Task item: Below are the records; repeat them in full, exactly.

Data records:
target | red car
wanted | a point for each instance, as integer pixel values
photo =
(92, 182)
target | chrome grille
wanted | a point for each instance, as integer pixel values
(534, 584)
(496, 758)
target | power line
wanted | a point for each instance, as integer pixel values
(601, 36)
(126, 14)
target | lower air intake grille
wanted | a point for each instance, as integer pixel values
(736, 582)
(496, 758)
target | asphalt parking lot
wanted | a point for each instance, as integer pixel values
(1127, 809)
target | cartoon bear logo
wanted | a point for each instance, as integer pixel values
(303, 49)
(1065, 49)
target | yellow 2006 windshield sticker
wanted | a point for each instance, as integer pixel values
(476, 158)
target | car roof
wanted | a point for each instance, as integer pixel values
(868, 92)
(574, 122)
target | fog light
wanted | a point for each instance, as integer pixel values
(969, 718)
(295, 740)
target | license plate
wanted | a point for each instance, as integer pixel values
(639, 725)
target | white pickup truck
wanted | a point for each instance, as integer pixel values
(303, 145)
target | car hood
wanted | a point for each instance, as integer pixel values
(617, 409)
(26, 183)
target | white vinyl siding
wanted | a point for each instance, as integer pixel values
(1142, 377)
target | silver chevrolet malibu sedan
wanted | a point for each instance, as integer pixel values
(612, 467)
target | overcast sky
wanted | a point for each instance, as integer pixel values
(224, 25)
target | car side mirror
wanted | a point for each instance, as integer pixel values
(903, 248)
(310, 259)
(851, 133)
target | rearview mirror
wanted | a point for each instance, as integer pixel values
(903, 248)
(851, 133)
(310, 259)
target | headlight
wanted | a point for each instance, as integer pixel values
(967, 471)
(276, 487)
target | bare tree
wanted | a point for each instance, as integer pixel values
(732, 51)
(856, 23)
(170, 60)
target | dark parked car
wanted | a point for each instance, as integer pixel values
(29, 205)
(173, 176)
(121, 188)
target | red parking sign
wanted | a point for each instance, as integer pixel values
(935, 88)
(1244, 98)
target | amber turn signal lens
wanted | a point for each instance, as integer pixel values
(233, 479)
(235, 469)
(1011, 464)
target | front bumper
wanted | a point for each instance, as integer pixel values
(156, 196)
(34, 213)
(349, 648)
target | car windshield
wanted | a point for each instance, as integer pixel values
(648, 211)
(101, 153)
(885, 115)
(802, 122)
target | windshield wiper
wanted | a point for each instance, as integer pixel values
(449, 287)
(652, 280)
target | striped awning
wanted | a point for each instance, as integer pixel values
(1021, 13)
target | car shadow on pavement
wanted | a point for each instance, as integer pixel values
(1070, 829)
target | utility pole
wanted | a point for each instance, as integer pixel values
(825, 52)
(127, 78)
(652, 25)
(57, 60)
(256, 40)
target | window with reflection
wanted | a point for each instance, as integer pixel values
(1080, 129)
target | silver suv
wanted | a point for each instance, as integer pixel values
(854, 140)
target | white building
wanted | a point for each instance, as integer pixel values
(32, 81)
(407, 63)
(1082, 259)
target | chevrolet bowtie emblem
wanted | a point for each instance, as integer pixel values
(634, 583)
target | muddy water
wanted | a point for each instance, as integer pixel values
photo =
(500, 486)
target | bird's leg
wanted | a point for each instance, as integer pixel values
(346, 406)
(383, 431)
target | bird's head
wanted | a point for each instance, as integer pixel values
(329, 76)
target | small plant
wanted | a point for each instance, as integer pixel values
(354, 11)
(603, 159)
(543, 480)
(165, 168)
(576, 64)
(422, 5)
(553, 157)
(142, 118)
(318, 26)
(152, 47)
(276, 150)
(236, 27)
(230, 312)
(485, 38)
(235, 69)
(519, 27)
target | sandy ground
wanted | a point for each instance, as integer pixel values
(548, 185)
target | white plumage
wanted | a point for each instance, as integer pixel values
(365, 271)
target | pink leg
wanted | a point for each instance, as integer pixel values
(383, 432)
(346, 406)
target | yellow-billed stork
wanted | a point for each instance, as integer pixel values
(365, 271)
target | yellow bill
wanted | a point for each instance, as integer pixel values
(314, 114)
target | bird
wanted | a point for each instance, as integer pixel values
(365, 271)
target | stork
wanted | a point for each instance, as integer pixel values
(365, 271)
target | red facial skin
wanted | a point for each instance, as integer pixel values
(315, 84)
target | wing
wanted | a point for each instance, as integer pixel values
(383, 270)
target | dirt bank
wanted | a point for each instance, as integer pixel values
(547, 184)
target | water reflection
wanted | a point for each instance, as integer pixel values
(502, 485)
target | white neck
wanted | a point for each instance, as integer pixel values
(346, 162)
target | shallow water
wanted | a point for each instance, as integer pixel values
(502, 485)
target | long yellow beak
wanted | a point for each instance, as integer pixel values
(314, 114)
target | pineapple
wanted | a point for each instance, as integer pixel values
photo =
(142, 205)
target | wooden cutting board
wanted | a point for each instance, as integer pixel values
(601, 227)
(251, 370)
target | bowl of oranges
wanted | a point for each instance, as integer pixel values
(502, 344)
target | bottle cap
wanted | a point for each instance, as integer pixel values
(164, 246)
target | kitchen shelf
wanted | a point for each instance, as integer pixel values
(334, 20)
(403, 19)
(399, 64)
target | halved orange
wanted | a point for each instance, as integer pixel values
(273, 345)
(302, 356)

Your response:
target | red car
wanted | a point for each instance, as integer pixel values
photo =
(92, 182)
target | chrome grille
wanted | a point for each instance, as integer pixel values
(534, 584)
(496, 758)
target | power line
wanted | a point for each instance, as integer pixel values
(601, 36)
(126, 14)
target | lower air intake grille
wanted | a point for each instance, as integer pixel values
(736, 582)
(496, 758)
target | asphalt parking lot
wanted | a point for each instance, as integer pixel values
(1127, 809)
target | cartoon bear logo
wanted | a point for each instance, as integer pixel values
(303, 49)
(1065, 49)
target | yellow 2006 windshield sticker
wanted | a point for each instance, as integer pixel values
(476, 158)
target | car roof
wanted | a point for each instance, as integer pixel values
(868, 92)
(574, 122)
target | fog light
wanted | a point for each instance, as integer pixel values
(969, 718)
(295, 740)
target | license plate
wanted | a point for each instance, as integer pixel values
(639, 725)
target | white pickup truck
wanted | a point for each instance, as integer pixel values
(303, 145)
target | car hood
wanted | a point for each instance, as integer pixel values
(617, 409)
(26, 183)
target | white vinyl siding
wanted | a point for each instance, as integer pixel values
(1142, 377)
target | silver chevrolet malibu sedan
wanted | a point for each instance, as integer pixel values
(612, 467)
target | overcast sky
wanted | a point for each instance, as integer pixel values
(224, 25)
target | car side mirror
wanted | a point for each instance, as integer pixel values
(903, 248)
(310, 259)
(851, 133)
target | rearview mirror
wanted | a point for each instance, as integer pixel values
(903, 248)
(851, 133)
(310, 259)
target | headlight
wanted | a point for each instance, as integer pixel values
(967, 471)
(276, 487)
target | bare tree
wanted | a point for each instance, as integer pixel values
(732, 51)
(856, 23)
(170, 60)
target | dark parked car
wanted | a point for each instance, as integer pixel values
(29, 205)
(173, 176)
(121, 188)
target | red parking sign
wanted | a point for each instance, as integer pixel values
(935, 88)
(1244, 98)
target | amber turn signal lens
wanted | a point for each instance, as integer pixel values
(233, 479)
(235, 469)
(1011, 464)
target | front bumper
wanted | a point for each instance, as integer pixel values
(156, 196)
(34, 213)
(349, 648)
target | car windshield
wanted | a point for each instance, as integer pixel values
(648, 211)
(101, 153)
(885, 115)
(802, 122)
target | windshield wiper
wanted | a point for each instance, as integer pixel values
(449, 287)
(652, 280)
target | striped awning
wanted | a point for each instance, as integer pixel values
(1021, 13)
target | car shadow on pavement
wanted | a point for each instance, as integer pixel values
(1070, 829)
target | utility pole
wanted | a point for each instance, as integer pixel values
(825, 52)
(127, 78)
(652, 25)
(57, 60)
(256, 40)
target | window with reflection
wanted | a point for each instance, as integer pixel values
(1080, 129)
target | silver suv
wanted | a point for each instance, as integer pixel values
(854, 140)
target | white building
wanted | a point for each instance, as integer pixel values
(32, 81)
(407, 63)
(1082, 259)
target | chevrolet bowtie emblem
wanted | a point for each instance, as integer pixel values
(634, 583)
target | muddy water
wanted | a point for each instance, as integer pixel values
photo =
(500, 486)
target | bird's leg
wanted | a point for each instance, as integer pixel values
(346, 406)
(383, 431)
target | bird's head
wanted | a point for each instance, as integer pixel values
(329, 76)
target | small plant
wanted | a point for each instance, as integer pixel values
(354, 11)
(603, 159)
(543, 480)
(165, 168)
(576, 64)
(422, 5)
(553, 157)
(142, 118)
(318, 26)
(152, 47)
(276, 150)
(236, 27)
(230, 312)
(485, 38)
(235, 69)
(519, 27)
target | sandy ground
wanted | a point for each instance, as integer pixel values
(548, 185)
target | white plumage
wanted | a point for each instance, as integer pixel values
(365, 271)
target | pink leg
wanted | a point for each instance, as integer pixel values
(383, 432)
(346, 406)
target | yellow-billed stork
wanted | a point for each instance, as integer pixel values
(365, 271)
target | yellow bill
wanted | a point for each instance, as integer pixel values
(314, 114)
target | bird
wanted | a point for each instance, as integer pixel values
(365, 271)
target | stork
wanted | a point for each instance, as integer pixel values
(365, 271)
target | red facial skin
wanted | a point for each instance, as integer pixel values
(315, 84)
target | wing
wanted | a point for each instance, as integer pixel values
(383, 270)
target | dirt bank
wanted | a point for each instance, as integer pixel values
(547, 184)
target | water reflection
wanted | a point for each instance, as integer pixel values
(502, 485)
target | white neck
wanted | a point for each instance, as integer pixel values
(346, 162)
target | shallow water
wanted | a point for each instance, as integer pixel values
(502, 485)
target | long yellow beak
wanted | a point for each instance, as integer pixel values
(314, 114)
target | pineapple
wanted | a point for each instance, as integer pixel values
photo =
(142, 205)
target | wooden cutting board
wanted | a point for each instance, as integer pixel values
(601, 227)
(251, 370)
target | bowl of oranges
wanted | a point for each instance, as integer pixel values
(502, 344)
target | bottle cap
wanted | a point for each instance, as integer pixel values
(164, 246)
target | kitchen shelf
wanted | a point for each instance, as integer pixel values
(334, 20)
(403, 19)
(399, 64)
target | halved orange
wanted | a point for each instance, as integer pixel values
(273, 345)
(302, 356)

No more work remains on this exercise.